Task requirements:
Could you continue the news report on Barracuda's patent dispute with Trend Micro over ClamAV, picking up after its final quoted sentence?

Text shown:

__________

Barracuda claims to have received repeated requests from Trend Micro to remove ClamAV from its products or pay a licence fee.

ClamAV is a free and open source security application originally developed by Tomasz Kojm in 2001. More than a million unique IP addresses download updates daily.

The software was acquired by Sourcefire, the company that created Snort, in August 2007.

However, Barracuda claims that Trend Micro is seeking to enforce a patent that gives it control of antivirus scanning at the gateway, thereby dragging ClamAV, as a gateway scanning tool, into the row.

"Trend Micro's actions illustrate that ClamAV and other open source projects remain vulnerable to commercial patent holders attempting to hinder the free and open source community," said Dean Drako, president and chief executive at Barracuda.

"Trend Micro appears to be seeking an interpretation of its '600 patent such that it would have exclusive control of gateway antivirus scanning.

"Scanning for viruses at the gateway is an obvious and common technique that is used by most businesses worldwide.

"So this interpretation would mean that anyone, including the owners of the more than one million active ClamAV installations, could potentially be sued by Trend Micro."

__________

Recorded data:
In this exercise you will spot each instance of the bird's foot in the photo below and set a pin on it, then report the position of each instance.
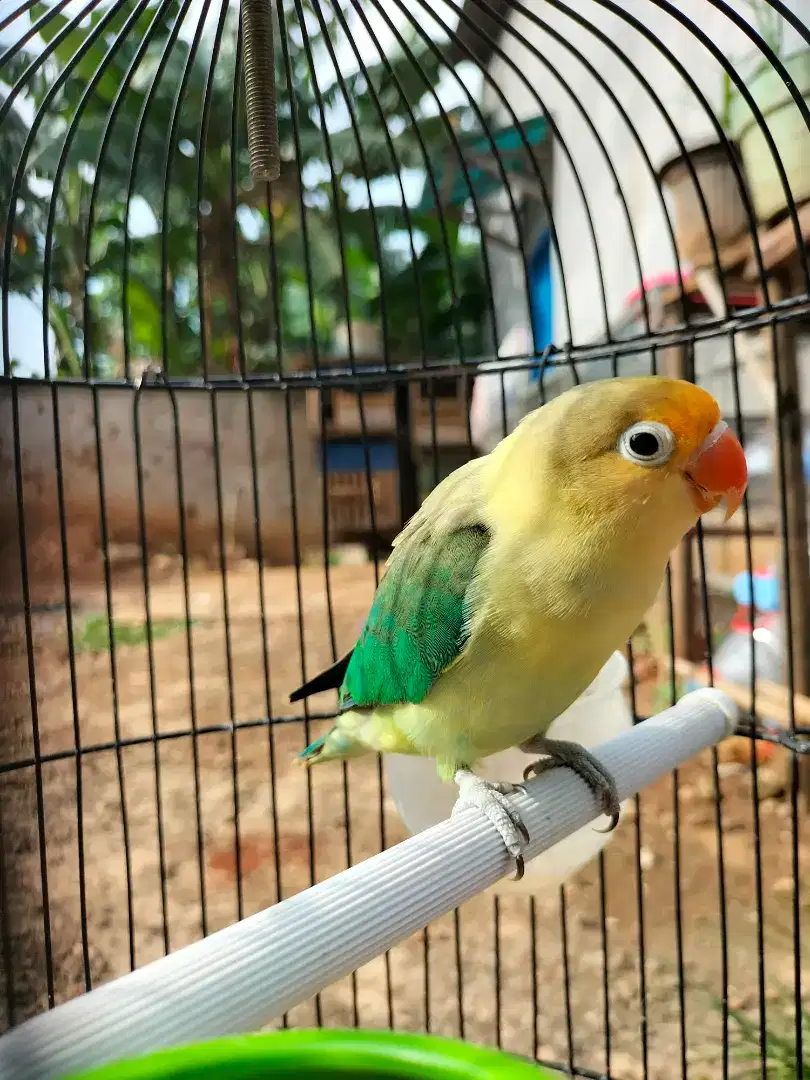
(589, 768)
(491, 798)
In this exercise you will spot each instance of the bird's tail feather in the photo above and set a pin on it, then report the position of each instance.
(336, 744)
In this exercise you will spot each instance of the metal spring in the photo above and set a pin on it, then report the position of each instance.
(262, 121)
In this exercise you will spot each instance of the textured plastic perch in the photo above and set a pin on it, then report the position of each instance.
(244, 976)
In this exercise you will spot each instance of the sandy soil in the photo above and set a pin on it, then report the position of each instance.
(282, 855)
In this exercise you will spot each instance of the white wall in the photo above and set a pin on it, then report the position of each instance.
(612, 234)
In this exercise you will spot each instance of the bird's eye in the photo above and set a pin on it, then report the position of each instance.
(647, 444)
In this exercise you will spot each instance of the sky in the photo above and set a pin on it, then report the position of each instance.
(25, 329)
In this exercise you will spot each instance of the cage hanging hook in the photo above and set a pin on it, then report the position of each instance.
(259, 76)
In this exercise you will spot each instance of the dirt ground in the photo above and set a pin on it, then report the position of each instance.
(282, 850)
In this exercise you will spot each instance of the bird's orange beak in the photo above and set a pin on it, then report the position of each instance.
(717, 471)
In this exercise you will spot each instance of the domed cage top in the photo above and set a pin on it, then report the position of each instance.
(269, 274)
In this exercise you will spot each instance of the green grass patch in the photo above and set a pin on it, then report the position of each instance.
(93, 635)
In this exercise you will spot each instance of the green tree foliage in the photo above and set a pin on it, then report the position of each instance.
(135, 124)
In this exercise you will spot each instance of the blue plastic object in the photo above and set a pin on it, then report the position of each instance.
(766, 591)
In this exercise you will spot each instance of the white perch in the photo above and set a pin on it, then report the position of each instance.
(243, 977)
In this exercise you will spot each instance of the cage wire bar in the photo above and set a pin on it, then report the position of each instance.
(190, 343)
(280, 956)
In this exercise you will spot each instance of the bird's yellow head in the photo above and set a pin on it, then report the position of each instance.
(637, 446)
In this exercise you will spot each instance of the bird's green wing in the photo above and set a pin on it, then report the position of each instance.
(418, 622)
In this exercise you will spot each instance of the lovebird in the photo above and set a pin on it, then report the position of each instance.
(518, 577)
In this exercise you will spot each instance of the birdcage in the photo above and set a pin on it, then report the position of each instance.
(268, 277)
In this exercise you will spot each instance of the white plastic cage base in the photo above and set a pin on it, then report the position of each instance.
(242, 977)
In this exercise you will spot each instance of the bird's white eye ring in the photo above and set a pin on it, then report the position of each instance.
(647, 444)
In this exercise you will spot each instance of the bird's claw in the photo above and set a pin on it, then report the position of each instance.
(491, 798)
(588, 768)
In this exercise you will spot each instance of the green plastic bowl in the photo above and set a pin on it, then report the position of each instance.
(324, 1055)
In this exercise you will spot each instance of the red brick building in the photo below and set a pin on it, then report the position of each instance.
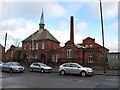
(88, 53)
(40, 46)
(13, 54)
(2, 51)
(44, 47)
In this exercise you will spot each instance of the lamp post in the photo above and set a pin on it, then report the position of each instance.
(102, 34)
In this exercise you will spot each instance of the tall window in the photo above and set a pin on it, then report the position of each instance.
(53, 58)
(43, 45)
(11, 54)
(56, 58)
(30, 46)
(69, 53)
(90, 58)
(36, 46)
(24, 46)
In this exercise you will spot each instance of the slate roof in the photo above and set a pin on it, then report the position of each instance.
(41, 35)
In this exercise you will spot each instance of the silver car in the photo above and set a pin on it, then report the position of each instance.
(12, 67)
(37, 66)
(75, 68)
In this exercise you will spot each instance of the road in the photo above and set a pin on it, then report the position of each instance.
(54, 80)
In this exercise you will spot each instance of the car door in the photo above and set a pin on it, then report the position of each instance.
(36, 67)
(75, 69)
(67, 68)
(5, 67)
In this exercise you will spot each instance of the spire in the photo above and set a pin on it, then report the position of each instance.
(41, 25)
(72, 29)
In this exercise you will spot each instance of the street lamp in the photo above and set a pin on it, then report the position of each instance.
(102, 34)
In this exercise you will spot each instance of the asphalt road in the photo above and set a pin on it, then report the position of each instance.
(54, 80)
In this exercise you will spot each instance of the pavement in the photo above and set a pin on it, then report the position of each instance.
(100, 72)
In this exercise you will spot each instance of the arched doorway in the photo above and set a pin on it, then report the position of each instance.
(43, 58)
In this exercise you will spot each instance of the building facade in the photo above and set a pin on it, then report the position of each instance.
(40, 46)
(13, 54)
(43, 47)
(2, 51)
(114, 60)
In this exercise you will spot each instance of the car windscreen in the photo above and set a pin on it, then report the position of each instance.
(44, 65)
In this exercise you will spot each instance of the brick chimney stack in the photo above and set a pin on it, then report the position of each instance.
(72, 29)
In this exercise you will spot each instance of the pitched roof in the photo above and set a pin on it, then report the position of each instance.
(40, 35)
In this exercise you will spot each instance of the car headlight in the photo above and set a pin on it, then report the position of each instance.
(89, 70)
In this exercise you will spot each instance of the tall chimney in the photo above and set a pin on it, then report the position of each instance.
(72, 29)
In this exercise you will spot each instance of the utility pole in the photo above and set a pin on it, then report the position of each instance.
(102, 35)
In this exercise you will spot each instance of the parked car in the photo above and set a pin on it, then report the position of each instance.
(37, 66)
(12, 67)
(75, 68)
(1, 63)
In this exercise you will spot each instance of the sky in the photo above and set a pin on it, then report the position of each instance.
(19, 19)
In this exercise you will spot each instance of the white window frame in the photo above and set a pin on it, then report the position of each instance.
(90, 58)
(24, 46)
(69, 53)
(37, 45)
(43, 45)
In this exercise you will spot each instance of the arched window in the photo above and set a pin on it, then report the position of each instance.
(11, 54)
(43, 45)
(36, 45)
(90, 58)
(69, 53)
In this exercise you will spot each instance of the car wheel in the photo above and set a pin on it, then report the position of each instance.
(11, 70)
(83, 73)
(42, 70)
(62, 72)
(31, 70)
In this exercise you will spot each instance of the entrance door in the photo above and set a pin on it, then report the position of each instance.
(43, 58)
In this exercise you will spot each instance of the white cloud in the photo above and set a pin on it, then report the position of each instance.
(81, 26)
(112, 46)
(16, 29)
(110, 9)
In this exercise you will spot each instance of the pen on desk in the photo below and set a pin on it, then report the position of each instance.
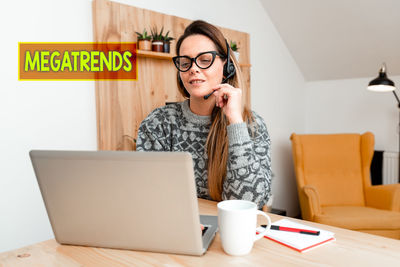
(295, 230)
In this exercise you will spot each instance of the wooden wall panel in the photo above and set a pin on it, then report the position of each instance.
(122, 105)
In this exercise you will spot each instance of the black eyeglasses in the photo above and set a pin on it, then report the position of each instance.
(203, 60)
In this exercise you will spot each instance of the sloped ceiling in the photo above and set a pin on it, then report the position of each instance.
(339, 39)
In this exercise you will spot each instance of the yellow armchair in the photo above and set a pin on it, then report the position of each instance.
(334, 185)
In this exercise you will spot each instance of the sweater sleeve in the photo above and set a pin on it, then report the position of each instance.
(154, 133)
(249, 163)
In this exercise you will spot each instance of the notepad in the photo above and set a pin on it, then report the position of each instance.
(297, 241)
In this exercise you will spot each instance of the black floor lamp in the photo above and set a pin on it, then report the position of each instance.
(383, 84)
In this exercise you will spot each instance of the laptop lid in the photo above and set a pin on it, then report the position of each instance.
(122, 199)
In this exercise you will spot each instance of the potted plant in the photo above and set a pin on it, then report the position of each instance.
(157, 44)
(235, 49)
(167, 42)
(144, 40)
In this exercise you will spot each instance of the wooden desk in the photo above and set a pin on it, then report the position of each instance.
(350, 249)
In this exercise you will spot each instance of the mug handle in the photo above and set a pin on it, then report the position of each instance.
(261, 234)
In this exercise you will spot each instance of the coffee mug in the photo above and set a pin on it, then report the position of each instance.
(237, 222)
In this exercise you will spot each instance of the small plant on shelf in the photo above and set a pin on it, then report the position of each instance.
(144, 40)
(157, 38)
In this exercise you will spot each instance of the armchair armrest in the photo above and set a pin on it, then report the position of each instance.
(385, 197)
(310, 203)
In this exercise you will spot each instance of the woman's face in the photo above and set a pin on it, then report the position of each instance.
(199, 82)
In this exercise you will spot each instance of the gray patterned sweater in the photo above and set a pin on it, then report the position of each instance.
(176, 128)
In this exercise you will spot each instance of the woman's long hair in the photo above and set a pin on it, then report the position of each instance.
(217, 140)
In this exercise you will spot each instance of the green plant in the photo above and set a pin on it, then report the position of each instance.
(143, 36)
(155, 35)
(168, 39)
(234, 46)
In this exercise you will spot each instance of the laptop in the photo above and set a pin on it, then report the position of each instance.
(124, 200)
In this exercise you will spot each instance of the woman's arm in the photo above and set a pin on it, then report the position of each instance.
(153, 134)
(249, 163)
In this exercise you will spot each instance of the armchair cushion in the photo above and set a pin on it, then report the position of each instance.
(332, 163)
(383, 197)
(359, 218)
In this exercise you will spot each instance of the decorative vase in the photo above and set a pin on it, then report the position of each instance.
(144, 45)
(157, 46)
(237, 54)
(167, 46)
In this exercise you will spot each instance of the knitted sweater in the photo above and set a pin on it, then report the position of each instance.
(175, 127)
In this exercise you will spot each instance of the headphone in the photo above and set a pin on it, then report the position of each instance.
(228, 72)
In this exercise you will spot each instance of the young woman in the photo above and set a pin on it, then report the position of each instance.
(229, 144)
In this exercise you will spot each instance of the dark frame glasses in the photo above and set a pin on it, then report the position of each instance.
(187, 65)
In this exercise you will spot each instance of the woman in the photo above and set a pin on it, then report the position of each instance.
(230, 145)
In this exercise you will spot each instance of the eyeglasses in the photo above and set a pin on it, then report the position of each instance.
(203, 60)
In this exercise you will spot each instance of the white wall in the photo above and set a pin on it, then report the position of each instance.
(61, 115)
(339, 106)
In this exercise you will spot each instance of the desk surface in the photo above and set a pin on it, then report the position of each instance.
(350, 249)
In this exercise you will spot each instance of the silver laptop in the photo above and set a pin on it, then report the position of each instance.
(126, 200)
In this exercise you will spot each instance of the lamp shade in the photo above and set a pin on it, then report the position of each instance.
(382, 83)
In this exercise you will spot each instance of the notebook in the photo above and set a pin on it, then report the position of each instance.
(122, 199)
(297, 241)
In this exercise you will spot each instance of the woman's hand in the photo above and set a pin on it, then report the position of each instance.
(229, 99)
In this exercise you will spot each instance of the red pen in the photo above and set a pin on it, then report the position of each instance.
(295, 230)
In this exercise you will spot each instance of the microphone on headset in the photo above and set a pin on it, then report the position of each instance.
(229, 69)
(223, 81)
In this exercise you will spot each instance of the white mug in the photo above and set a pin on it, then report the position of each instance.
(237, 222)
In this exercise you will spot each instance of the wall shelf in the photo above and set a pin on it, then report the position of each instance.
(151, 54)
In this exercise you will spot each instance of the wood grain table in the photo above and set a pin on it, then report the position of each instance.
(350, 249)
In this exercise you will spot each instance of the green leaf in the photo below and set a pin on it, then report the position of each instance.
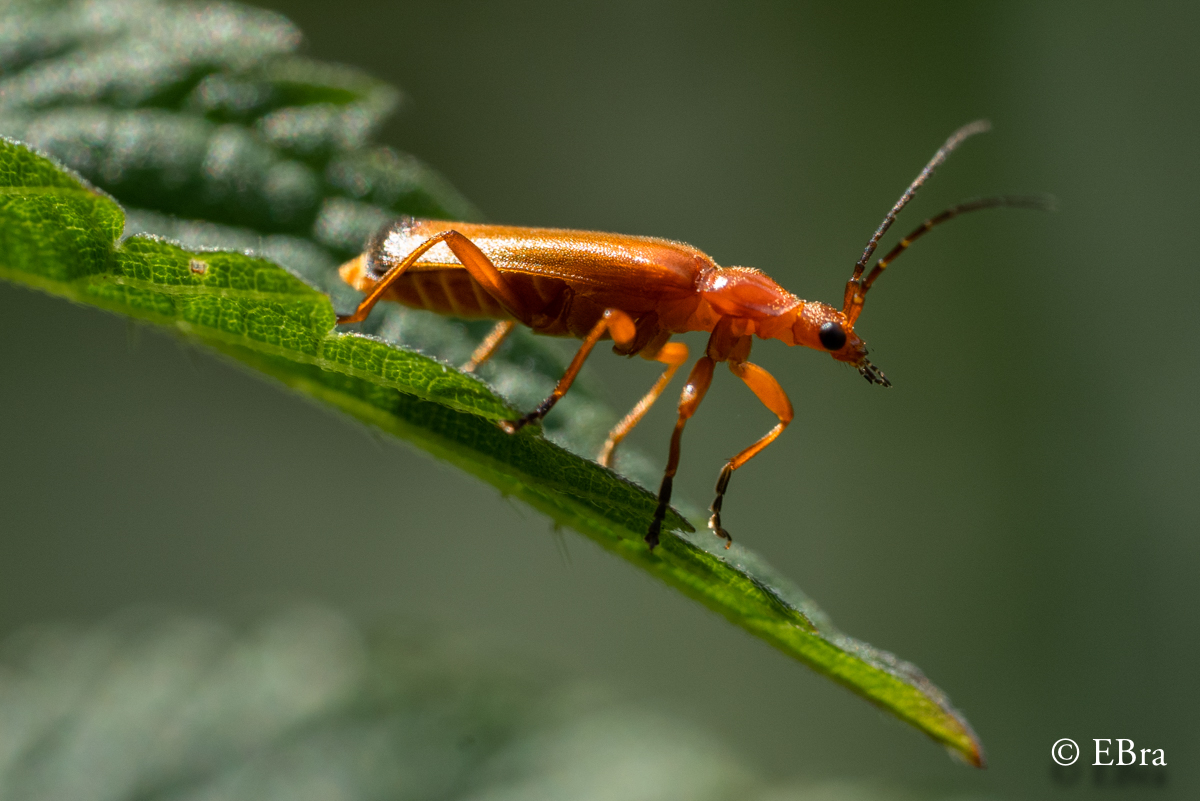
(58, 235)
(204, 112)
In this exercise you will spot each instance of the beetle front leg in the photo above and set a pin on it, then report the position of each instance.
(772, 395)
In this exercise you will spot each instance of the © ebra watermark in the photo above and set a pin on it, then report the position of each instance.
(1114, 762)
(1066, 752)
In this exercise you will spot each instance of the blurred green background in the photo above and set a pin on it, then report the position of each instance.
(1017, 516)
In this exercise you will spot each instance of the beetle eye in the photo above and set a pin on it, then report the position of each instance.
(832, 336)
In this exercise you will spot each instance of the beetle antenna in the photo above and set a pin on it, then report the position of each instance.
(1043, 203)
(853, 297)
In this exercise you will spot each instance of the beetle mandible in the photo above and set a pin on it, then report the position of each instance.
(639, 291)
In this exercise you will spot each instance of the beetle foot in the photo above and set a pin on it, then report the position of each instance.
(714, 523)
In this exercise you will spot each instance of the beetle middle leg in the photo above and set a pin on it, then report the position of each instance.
(689, 401)
(673, 355)
(613, 321)
(772, 395)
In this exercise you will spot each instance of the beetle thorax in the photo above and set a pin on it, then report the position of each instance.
(745, 293)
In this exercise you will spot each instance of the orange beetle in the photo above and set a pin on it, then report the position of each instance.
(639, 291)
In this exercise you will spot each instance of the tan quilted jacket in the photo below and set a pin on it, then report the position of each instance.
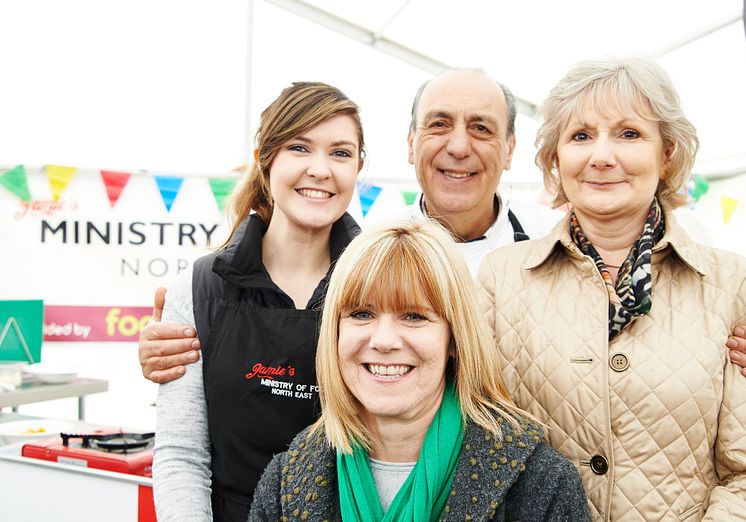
(655, 421)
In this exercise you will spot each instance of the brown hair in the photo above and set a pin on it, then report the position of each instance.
(298, 108)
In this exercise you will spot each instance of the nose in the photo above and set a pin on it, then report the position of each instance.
(602, 154)
(384, 335)
(459, 142)
(319, 166)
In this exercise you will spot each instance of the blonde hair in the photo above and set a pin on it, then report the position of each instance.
(298, 108)
(411, 263)
(633, 84)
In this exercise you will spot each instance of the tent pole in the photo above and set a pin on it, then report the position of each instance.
(249, 68)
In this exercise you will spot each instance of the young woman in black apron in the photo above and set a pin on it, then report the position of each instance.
(255, 304)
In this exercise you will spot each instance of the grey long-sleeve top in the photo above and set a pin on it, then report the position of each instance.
(181, 463)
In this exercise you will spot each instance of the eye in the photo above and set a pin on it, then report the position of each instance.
(361, 315)
(341, 153)
(580, 136)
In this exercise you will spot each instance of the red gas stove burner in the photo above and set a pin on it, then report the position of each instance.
(130, 453)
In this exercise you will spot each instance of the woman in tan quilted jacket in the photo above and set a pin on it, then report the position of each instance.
(611, 329)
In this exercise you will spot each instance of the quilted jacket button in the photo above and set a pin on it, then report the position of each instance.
(619, 362)
(599, 464)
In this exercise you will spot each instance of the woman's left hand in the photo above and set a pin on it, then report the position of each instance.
(737, 345)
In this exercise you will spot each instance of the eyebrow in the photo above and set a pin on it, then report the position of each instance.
(624, 122)
(337, 143)
(469, 117)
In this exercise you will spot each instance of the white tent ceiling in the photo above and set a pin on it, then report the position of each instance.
(162, 85)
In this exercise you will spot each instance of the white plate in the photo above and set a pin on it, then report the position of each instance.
(51, 374)
(33, 429)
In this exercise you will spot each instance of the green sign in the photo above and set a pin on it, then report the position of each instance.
(21, 330)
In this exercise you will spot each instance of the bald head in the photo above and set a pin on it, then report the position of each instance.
(506, 97)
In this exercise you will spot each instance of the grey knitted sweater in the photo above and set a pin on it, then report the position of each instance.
(517, 478)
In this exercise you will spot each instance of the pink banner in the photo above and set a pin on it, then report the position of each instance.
(94, 323)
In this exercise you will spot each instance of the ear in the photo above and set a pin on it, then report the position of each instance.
(511, 148)
(667, 152)
(410, 140)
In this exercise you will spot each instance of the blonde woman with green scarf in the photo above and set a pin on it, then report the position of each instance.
(415, 423)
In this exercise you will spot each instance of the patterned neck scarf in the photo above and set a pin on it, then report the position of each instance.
(632, 295)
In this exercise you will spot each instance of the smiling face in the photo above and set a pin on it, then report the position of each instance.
(610, 164)
(394, 363)
(312, 176)
(460, 145)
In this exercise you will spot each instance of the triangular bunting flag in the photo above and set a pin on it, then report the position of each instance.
(59, 176)
(221, 189)
(728, 205)
(698, 187)
(368, 195)
(169, 187)
(114, 183)
(409, 197)
(15, 181)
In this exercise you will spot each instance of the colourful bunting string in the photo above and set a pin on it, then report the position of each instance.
(728, 205)
(59, 176)
(368, 195)
(15, 181)
(222, 189)
(409, 197)
(114, 183)
(169, 187)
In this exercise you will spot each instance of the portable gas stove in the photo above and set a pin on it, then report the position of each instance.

__________

Task response:
Barracuda claims that Trend Micro's subsequent ITC claim alleges that Barracuda infringes on Trend's '600 patent, but effectively implies that any anyone using ClamAV at the gateway infringes on the patent.

Barracuda believes that the patent is invalid due to prior art, and that neither its products nor ClamAV infringe the patent.

"Trend Micro's claim with the ITC is unfounded since the ITC generally oversees import issues," said Drako.

"Barracuda designs and manufactures all of the products in question in the US. We believe that Trend Micro's actions are a blatant abuse of the US legal system.

"Since Trend Micro is a consumer of free and open source software we call on Trend Micro to drop these attacks."